• Passage provided:

Further evidence of a changing dynamic of opiate abuse comes from CDC reports suggesting that prescription opioid-related overdoses rates are increasing the most in middle age individuals [17]. There are also hints that the racial and ethnic dynamic of the opiate use is changing. Prescription opioid abuse involves more White and less urban populations than previous opiate, i.e., heroin epidemics. Interestingly, evidence from the health disparities literature suggests that white patients have more access to prescription opioids than African American patients [18]. Similarly, trends in injecting drug using populations suggest shifts in usage patterns with young African Americans less likely to inject drugs while young whites represent a growing proportion of treatment seeking injectors [19].

There is contemporary evidence of an evolving flux between prescription opioid use and heroin use in urban areas. Ethnographic work from Montreal shows that individuals historically at risk for heroin injection have begun shifting to injecting prescription opioids [20]. Additional evidence from Baltimore and Washington State suggests high prevalence of prescription abuse in injection drug using populations, often preceding the initiation of heroin use [21], [22]. Interestingly, recent changes to the formulation of OxyContin, the brand name long-acting form of oxycodone, have been linked to a self-reported rise in heroin use [23]. What these studies suggest is that prescription opioid misuse and heroin use are intertwined.

While the increase in prescription opioid-related overdoses has been widely reported, the bulk of this documentation has occurred in government publications with few national longitudinal studies detailing the changing demographic characteristics of opiate-related overdose cases. Furthermore, no studies to our knowledge have investigated the relationship between prescription opioid-related overdoses and heroin-related overdoses using national data. The aim of this paper is to document changes in the demographics and examine the association between prescription opiate and heroin-related overdoses.

This study uses a consecutive series of nationally representative samples of hospital admissions from 1993 to 2009 to understand the changing demographics of prescription opioid-related overdoses (POD) and heroin-related overdoses (HOD) and to measure associations between changes in POD and HOD in hospitals. Hospital-based admission data have the benefit of focusing only on severe cases that have been vetted, generally in an emergency room, using more uniform standards and better ICD-9 coding of conditions than emergency room admissions. While more uniform, hospital admissions limit the sample to only to most severe cases. The large representative national sample allows for precise estimates of the extent of hospital admissions related to opiates in both urban and rural areas and among different demographic groups.

Items from a data source
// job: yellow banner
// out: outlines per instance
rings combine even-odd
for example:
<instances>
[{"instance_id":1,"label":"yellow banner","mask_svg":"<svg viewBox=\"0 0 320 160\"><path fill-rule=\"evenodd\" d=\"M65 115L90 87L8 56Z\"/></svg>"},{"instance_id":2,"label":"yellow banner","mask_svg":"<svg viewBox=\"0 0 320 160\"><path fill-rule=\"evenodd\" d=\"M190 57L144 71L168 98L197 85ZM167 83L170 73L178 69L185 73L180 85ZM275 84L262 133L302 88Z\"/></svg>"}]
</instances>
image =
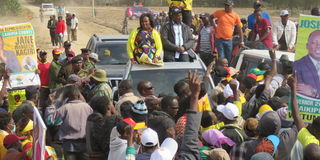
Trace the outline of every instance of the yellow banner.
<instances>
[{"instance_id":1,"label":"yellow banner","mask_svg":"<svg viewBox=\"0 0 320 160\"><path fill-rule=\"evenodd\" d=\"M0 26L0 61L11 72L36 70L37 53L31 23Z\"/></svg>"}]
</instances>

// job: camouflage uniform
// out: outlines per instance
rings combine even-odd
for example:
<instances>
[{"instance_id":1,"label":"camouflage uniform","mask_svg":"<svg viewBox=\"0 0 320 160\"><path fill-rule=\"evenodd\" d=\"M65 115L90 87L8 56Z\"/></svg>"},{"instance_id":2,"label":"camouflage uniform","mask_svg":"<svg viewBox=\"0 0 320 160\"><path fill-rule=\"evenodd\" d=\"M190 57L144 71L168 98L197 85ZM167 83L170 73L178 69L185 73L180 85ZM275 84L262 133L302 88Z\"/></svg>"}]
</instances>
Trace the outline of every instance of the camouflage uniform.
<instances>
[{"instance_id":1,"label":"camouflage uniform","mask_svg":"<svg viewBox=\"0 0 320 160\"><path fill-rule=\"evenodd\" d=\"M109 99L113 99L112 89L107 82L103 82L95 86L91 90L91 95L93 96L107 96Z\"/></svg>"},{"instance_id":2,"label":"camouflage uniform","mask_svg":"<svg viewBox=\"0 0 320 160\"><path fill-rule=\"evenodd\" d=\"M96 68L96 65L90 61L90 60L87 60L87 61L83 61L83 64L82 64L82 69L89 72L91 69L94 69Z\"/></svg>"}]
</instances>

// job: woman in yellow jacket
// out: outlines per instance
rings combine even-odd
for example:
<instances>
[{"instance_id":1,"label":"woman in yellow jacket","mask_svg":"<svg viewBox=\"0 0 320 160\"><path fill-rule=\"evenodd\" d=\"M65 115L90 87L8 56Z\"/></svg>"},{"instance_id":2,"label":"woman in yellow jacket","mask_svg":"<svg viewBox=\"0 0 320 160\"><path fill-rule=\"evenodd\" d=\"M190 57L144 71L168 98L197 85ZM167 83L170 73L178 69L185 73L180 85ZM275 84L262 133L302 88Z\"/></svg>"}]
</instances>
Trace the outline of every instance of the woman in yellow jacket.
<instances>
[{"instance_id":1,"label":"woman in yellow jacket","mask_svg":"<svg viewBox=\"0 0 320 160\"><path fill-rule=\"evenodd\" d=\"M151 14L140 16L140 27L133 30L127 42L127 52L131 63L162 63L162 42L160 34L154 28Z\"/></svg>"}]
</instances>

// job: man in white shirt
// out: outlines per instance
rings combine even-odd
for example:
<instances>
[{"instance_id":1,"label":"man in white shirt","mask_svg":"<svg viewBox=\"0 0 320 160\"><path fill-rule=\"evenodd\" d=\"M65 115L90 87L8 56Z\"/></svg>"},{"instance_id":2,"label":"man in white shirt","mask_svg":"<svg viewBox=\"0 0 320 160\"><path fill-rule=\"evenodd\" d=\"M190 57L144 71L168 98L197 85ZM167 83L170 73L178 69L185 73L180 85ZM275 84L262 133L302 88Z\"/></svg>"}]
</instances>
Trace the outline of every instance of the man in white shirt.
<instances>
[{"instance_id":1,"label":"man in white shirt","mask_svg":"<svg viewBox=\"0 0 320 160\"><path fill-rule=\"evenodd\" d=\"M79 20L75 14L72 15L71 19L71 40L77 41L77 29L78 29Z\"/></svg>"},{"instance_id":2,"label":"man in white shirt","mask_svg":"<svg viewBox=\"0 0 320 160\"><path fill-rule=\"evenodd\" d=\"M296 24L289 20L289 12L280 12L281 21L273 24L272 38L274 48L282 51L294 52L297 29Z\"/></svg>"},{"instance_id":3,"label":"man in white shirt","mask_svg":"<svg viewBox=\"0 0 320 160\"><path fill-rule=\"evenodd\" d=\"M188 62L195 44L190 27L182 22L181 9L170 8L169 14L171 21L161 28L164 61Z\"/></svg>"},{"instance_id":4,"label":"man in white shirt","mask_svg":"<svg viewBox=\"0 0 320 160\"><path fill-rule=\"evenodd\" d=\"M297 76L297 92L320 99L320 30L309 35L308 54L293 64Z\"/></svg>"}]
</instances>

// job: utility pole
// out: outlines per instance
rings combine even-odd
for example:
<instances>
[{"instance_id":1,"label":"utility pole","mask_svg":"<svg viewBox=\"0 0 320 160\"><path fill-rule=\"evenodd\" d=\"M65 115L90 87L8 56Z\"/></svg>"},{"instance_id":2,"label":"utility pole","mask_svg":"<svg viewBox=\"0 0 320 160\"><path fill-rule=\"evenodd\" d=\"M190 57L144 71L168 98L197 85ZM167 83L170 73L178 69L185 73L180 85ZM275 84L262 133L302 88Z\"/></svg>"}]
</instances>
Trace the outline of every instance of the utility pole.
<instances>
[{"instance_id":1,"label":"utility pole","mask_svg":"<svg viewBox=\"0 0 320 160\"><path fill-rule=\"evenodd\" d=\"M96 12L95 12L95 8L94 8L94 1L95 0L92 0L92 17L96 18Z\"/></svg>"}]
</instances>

• Assigned task:
Continue the passage on prescription opioid and heroin overdoses, beginning after its final sentence.

• Exercise output:
Methods

Data come from the Nationwide Inpatient Sample (NIS), Healthcare Cost and Utilization Project (HCUP), Agency for Healthcare Research and Quality [24]. The NIS is an approximately 20-percent stratified national sample of United States Community Hospitals. The 1993 through 2009 NIS trends files were used to estimate the number of POD and HOD hospitalizations, consistent with HCUP’s recommendation that longitudinal use of the NIS start in 1993 because of changes in the sample [25]. Cases of POD and HOD were coded using ICD-9 codes included in the billing records reported by participating states to the NIS. An admission was considered a POD or HOD if one of the two following conditions was met: a primary diagnosis of 965.00, 965.01, 965.02 or 965.09, or an E code of E850.0, E850.1 or E850.2. PODs were restricted to primary diagnoses coded as 965.00, 965.02 or 965.09 or an E code of E850.1 or E850.2. HODs were restricted to primary diagnoses coded as 965.01 or an E code of E850.0.

SAS Software version 9.2 was used to code the data. For the analysis of trends in the demographics of POD and HOD, SAS Proc Surveyfreq was used to estimate the number of admissions adjusting the estimates for the sampling design using weights, strata and sampling units. SAS Proc Reg was used for the regression analysis of trends and SAS Proc Means was used if there was no statistically significant trend in the rates.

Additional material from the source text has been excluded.